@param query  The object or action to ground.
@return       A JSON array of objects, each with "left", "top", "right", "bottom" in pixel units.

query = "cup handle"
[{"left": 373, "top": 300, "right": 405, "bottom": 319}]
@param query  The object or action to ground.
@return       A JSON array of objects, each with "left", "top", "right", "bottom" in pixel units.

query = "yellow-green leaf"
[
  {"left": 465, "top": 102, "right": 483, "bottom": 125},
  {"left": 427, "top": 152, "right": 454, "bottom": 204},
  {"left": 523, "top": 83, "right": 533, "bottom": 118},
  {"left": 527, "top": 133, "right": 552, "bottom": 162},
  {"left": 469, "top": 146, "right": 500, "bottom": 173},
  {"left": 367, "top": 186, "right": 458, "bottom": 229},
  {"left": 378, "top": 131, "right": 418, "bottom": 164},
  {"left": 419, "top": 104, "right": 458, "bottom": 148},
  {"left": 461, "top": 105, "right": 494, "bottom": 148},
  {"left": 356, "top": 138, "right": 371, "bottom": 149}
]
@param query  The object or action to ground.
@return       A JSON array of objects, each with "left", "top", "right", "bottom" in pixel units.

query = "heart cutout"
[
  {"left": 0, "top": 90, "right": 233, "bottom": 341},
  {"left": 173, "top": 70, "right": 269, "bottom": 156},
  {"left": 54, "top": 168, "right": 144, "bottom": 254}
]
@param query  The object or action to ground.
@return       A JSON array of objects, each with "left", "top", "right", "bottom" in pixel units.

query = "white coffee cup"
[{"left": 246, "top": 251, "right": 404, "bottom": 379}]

※

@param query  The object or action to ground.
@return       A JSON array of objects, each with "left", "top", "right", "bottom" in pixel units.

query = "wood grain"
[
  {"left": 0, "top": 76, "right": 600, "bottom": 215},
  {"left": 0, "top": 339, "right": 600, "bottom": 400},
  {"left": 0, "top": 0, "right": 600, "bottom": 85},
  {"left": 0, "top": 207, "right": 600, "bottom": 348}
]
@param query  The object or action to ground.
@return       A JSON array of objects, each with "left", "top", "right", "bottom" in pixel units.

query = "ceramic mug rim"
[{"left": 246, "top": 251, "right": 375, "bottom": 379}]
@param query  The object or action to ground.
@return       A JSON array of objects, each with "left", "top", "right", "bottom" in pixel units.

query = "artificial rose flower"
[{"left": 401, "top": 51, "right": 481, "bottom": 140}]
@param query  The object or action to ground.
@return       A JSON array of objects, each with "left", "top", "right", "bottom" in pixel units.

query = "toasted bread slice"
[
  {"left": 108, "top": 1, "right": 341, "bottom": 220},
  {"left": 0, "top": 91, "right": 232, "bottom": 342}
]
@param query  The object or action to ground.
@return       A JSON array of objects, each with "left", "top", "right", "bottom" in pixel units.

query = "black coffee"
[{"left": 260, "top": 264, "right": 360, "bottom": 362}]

※

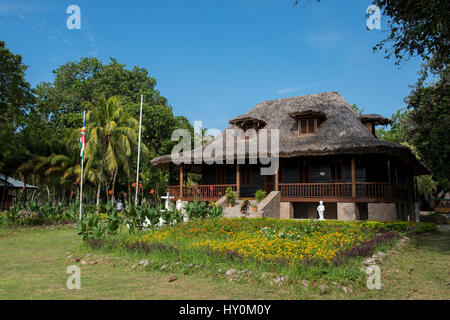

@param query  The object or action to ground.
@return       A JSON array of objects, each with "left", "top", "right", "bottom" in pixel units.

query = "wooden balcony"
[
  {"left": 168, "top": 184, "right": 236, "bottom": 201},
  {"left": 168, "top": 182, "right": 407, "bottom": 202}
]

※

• **Goal of the exercise**
Report each line of the material above that contains the word "coffee", copying the whole line. A match must have the same capitalization.

• **Answer to the exercise**
query = "white coffee cup"
query = "black coffee"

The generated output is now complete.